Reproduce the material below, from the line containing "stone in the histology slide image provided." down to the line containing "[0,0,1024,351]", both of those lines included and nothing changed.

— Begin PROVIDED RECORDS —

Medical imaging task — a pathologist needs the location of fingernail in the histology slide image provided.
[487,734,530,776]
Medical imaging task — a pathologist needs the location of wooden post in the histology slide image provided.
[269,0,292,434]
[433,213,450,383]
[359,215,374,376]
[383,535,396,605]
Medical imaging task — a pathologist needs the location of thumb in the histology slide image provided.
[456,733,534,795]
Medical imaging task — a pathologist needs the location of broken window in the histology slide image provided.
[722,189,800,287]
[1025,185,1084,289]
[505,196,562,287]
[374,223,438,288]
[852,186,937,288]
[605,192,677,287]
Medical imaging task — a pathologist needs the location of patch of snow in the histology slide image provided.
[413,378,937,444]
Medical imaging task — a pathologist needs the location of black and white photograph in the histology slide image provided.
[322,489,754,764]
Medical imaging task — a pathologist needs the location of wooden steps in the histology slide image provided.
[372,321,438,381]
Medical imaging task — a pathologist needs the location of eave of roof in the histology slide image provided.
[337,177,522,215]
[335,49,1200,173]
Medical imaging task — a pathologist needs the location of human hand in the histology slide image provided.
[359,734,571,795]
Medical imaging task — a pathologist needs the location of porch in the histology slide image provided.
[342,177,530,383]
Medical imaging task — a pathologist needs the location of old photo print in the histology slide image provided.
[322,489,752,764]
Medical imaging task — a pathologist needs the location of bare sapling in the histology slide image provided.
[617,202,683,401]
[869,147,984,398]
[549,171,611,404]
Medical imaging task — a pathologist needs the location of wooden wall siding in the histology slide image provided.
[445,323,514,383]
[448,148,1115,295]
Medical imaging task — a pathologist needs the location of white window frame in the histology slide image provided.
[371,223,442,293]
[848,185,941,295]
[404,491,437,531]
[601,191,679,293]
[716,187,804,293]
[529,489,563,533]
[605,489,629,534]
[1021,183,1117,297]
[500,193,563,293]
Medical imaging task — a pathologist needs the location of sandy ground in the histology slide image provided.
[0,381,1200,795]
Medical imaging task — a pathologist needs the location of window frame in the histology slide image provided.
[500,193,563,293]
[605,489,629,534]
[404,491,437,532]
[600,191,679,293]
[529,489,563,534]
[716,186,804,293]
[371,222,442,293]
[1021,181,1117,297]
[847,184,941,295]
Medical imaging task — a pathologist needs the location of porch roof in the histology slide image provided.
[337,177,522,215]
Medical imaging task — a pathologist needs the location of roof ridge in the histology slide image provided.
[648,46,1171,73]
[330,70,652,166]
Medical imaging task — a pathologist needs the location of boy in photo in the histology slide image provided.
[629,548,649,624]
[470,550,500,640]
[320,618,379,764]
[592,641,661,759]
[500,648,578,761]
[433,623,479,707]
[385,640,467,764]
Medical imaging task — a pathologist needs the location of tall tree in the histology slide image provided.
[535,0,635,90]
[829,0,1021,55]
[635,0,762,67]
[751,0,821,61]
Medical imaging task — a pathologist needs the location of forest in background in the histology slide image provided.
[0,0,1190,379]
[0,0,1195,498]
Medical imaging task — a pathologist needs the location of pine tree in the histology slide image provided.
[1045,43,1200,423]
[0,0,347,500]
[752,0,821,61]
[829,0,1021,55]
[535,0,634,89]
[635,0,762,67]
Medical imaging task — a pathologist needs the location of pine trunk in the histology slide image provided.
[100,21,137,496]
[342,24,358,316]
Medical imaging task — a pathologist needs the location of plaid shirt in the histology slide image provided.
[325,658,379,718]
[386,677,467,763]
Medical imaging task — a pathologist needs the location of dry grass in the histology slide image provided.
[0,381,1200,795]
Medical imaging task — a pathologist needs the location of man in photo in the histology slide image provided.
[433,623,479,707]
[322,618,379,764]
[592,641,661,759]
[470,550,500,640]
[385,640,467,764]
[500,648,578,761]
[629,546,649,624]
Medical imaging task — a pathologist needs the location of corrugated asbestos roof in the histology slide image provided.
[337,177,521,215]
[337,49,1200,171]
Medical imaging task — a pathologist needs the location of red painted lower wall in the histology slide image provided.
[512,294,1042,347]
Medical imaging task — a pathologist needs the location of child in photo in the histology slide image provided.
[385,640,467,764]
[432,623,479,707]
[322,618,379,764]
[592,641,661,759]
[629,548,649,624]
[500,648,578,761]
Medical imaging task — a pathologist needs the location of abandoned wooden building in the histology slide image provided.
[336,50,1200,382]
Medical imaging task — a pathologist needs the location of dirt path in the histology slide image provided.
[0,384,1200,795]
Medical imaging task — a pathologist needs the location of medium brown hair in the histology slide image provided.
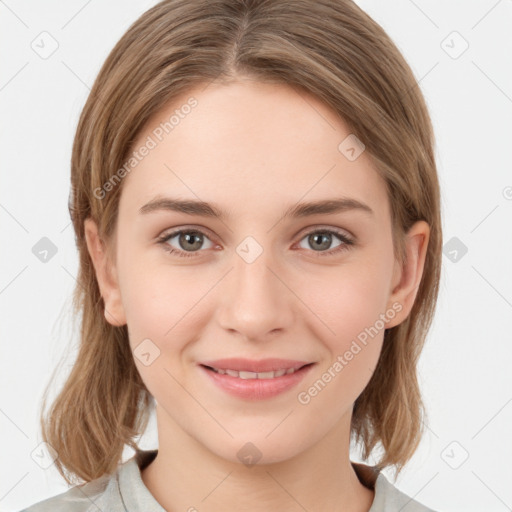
[41,0,442,483]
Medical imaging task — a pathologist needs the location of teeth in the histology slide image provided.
[212,368,295,379]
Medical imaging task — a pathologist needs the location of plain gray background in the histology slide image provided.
[0,0,512,512]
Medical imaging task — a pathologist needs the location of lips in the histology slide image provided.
[200,358,311,378]
[198,358,315,400]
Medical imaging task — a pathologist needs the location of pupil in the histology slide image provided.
[180,233,202,250]
[309,233,331,249]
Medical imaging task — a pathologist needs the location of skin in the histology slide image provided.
[85,78,429,511]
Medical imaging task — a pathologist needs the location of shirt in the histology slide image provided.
[21,449,434,512]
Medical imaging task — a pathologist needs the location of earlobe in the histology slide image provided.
[386,220,430,329]
[84,218,126,327]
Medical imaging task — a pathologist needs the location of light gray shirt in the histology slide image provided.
[21,450,434,512]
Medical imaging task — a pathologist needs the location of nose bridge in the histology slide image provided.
[216,237,292,339]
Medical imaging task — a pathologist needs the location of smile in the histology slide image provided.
[208,367,295,379]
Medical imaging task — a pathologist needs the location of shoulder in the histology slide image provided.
[369,473,436,512]
[20,474,124,512]
[352,462,436,512]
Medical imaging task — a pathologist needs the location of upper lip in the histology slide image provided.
[200,357,310,373]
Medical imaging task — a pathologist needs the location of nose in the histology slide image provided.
[217,246,297,341]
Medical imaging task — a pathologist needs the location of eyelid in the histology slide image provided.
[157,225,356,258]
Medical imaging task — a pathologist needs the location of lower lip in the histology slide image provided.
[200,364,313,400]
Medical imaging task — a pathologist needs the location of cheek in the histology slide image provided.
[298,255,392,352]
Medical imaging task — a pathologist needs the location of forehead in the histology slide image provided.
[117,80,387,222]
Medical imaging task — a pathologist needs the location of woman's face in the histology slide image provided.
[86,80,426,462]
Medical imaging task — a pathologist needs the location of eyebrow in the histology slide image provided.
[139,196,374,220]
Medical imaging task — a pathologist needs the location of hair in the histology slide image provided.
[40,0,442,483]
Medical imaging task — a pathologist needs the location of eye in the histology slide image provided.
[158,229,213,258]
[157,229,354,258]
[301,229,354,256]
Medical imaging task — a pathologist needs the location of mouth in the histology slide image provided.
[201,363,315,380]
[198,359,316,400]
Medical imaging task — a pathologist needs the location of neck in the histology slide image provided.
[141,410,374,512]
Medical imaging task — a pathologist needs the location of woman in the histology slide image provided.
[22,0,442,512]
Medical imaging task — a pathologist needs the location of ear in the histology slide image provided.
[84,218,126,327]
[386,220,430,329]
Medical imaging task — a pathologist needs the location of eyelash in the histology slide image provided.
[157,229,354,258]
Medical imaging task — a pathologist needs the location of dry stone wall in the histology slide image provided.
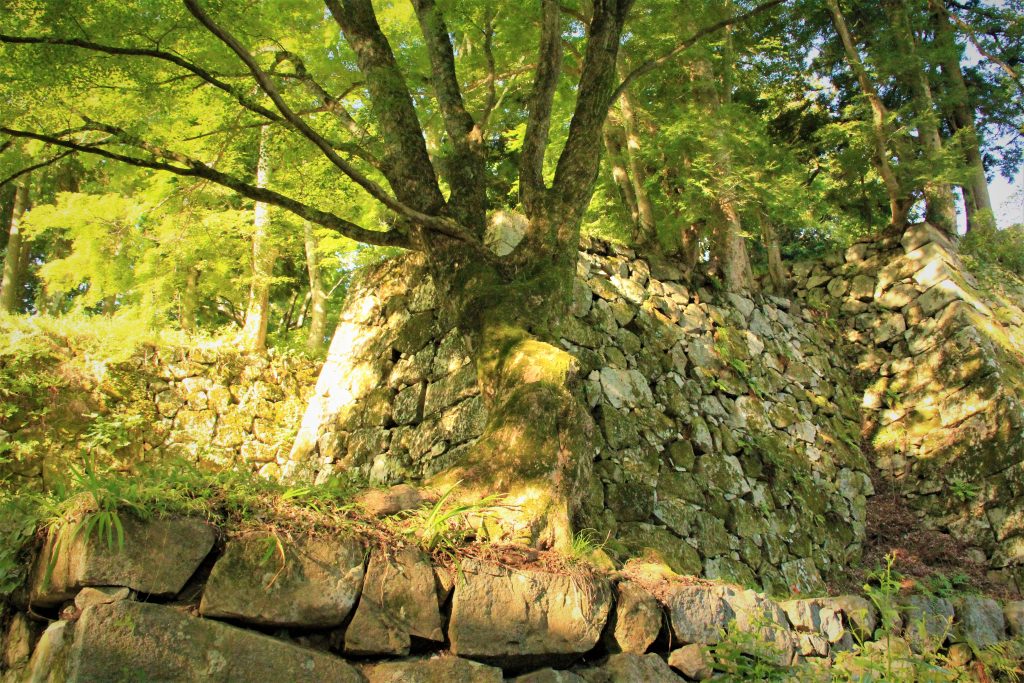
[0,345,321,485]
[0,519,1024,683]
[286,242,871,591]
[794,223,1024,588]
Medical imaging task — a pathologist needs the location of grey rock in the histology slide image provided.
[31,514,214,607]
[449,562,611,666]
[725,292,754,319]
[59,600,364,683]
[24,621,75,683]
[953,595,1007,649]
[667,585,735,644]
[0,612,32,669]
[75,586,131,611]
[850,274,874,301]
[345,546,444,654]
[200,537,366,628]
[510,668,585,683]
[606,581,662,654]
[601,368,654,409]
[669,643,715,681]
[902,595,953,653]
[1002,600,1024,636]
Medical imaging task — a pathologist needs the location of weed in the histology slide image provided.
[398,482,501,558]
[949,477,981,503]
[566,528,605,562]
[709,622,794,683]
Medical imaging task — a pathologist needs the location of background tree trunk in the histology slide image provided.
[618,90,657,245]
[178,267,201,332]
[761,214,788,294]
[302,221,327,351]
[0,182,30,313]
[928,0,995,231]
[242,126,278,351]
[603,121,640,231]
[885,0,956,234]
[825,0,910,225]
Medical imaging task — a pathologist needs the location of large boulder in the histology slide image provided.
[449,562,611,666]
[605,581,662,654]
[667,584,735,644]
[50,600,364,683]
[200,537,366,628]
[953,595,1007,649]
[345,547,444,654]
[30,514,215,607]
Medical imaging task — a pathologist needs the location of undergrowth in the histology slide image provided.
[0,456,528,597]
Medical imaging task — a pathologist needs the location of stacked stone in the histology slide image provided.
[292,242,871,590]
[286,256,486,484]
[146,347,318,477]
[562,243,871,591]
[794,223,1024,586]
[9,518,1024,683]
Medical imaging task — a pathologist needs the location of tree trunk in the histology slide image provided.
[178,267,200,332]
[0,183,30,313]
[292,0,633,548]
[928,0,995,231]
[242,126,278,351]
[825,0,910,226]
[303,221,327,351]
[761,214,788,294]
[693,49,754,293]
[886,0,956,234]
[712,197,754,293]
[618,91,657,245]
[603,117,640,232]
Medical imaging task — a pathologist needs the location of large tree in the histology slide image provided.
[0,0,633,542]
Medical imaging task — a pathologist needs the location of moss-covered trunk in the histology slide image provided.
[423,232,594,547]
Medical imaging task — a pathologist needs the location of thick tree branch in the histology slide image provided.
[0,127,413,249]
[412,0,487,234]
[274,50,379,153]
[182,0,476,243]
[935,3,1024,93]
[0,150,75,187]
[519,0,562,216]
[0,34,281,121]
[611,0,785,102]
[552,0,633,227]
[324,0,444,214]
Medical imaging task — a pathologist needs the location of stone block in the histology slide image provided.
[200,537,366,628]
[30,513,214,607]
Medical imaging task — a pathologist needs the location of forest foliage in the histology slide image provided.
[0,0,1024,351]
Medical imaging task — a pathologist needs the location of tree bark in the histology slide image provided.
[603,116,640,227]
[0,182,31,313]
[178,267,201,332]
[302,221,327,351]
[825,0,910,226]
[712,197,754,293]
[618,85,657,245]
[242,126,278,352]
[928,0,995,232]
[885,0,956,234]
[761,214,788,294]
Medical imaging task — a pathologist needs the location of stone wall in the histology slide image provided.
[794,224,1024,588]
[289,242,871,591]
[0,345,319,485]
[0,516,1024,683]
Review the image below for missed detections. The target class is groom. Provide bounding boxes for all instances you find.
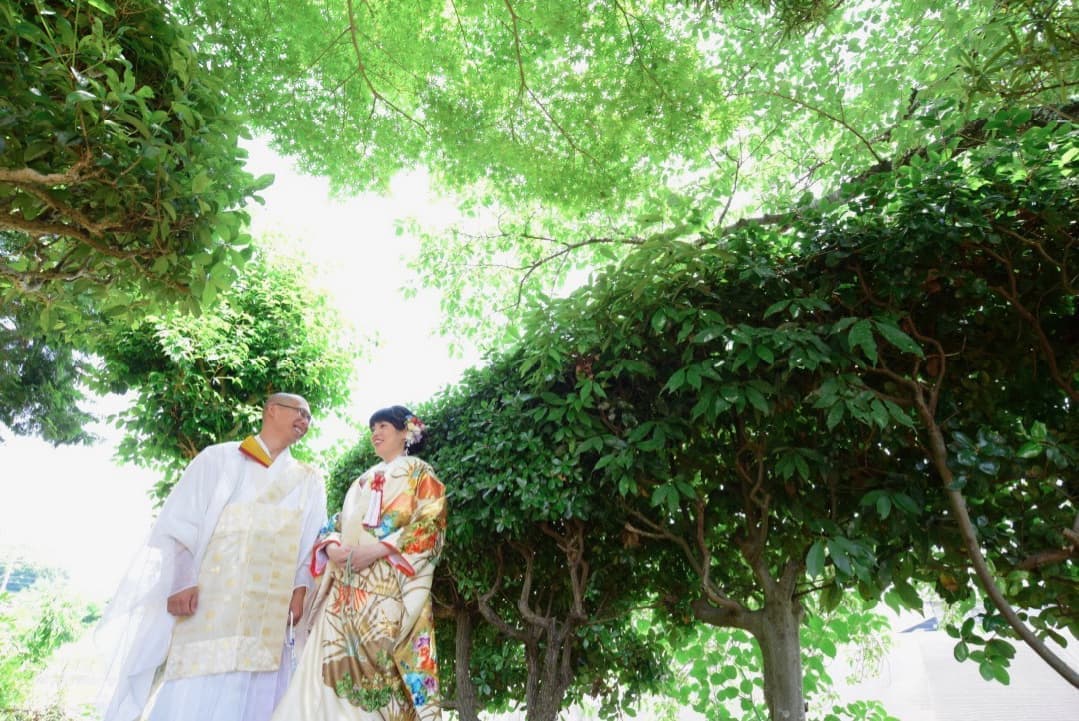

— End PROVIDED RECORDS —

● **REPLY TO THE TASK**
Medical imaging task — a pathologist needs the location of stacked stone in the histology slide image provided.
[292,242,871,590]
[286,256,486,484]
[146,347,318,477]
[562,243,871,591]
[794,223,1024,586]
[9,518,1024,683]
Medical imaging task — a pathologist needs the location of tree trunk in the histology slide image provided.
[178,267,200,332]
[0,183,30,313]
[292,0,633,548]
[928,0,995,231]
[242,126,278,351]
[825,0,910,226]
[303,221,327,351]
[761,214,788,294]
[693,49,754,293]
[886,0,956,234]
[712,197,754,293]
[618,91,657,245]
[603,117,640,232]
Medical imaging task — a pathologist needs the location of large tree in the histology slide image provided.
[0,0,633,542]
Medical imaging task — a pathologist needs the location of moss-covered trunk in the histology slide image provided.
[423,232,594,547]
Medical imaging task — a pathologist needs the location of thick tree branch in the histology slide image provided.
[0,127,413,249]
[412,0,487,234]
[274,50,379,153]
[182,0,476,243]
[935,3,1024,93]
[0,150,75,187]
[519,0,562,216]
[0,34,281,121]
[611,0,785,102]
[552,0,633,227]
[324,0,444,214]
Medical imaging task — a pathologist needs the location of stone block in the histology slide image provided.
[200,537,366,628]
[30,513,214,607]
Medical imaging task — a pathologist needs the location of forest foliage in the histology slide image provided.
[0,0,1024,351]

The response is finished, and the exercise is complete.